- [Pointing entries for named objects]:
— begin —

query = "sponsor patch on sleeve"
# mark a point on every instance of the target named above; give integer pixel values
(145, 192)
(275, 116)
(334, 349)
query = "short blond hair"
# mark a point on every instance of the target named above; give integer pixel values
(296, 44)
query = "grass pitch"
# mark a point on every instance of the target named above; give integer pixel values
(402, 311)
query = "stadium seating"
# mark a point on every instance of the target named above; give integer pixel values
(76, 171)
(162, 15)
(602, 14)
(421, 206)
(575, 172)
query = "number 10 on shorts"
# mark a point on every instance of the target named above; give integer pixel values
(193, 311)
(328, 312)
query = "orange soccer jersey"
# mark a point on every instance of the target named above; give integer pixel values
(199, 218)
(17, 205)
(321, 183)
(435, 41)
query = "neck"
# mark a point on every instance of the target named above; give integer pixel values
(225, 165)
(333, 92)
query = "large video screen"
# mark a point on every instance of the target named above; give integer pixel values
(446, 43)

— end —
— begin —

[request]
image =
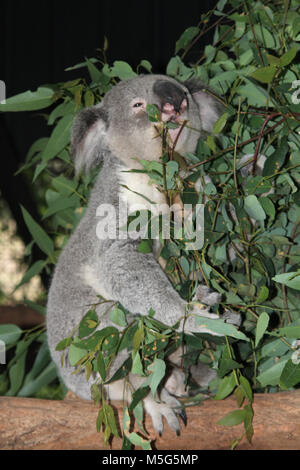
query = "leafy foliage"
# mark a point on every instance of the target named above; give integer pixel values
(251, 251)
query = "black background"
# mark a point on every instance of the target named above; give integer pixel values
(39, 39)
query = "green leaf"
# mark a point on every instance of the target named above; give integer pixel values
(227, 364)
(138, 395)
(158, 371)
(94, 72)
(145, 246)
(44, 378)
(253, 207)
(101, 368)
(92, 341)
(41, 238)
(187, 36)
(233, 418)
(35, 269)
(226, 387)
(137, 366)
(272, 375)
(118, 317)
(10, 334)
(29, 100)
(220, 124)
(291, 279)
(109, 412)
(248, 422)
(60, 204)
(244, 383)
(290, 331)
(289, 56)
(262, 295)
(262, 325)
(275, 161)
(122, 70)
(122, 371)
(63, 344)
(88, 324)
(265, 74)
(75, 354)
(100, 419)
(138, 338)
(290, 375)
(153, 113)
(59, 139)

— end —

- [AIM]:
Count the lines in the material above that contain the string "query", matching case exactly. Reply with the number only.

- [TASK SOLUTION]:
11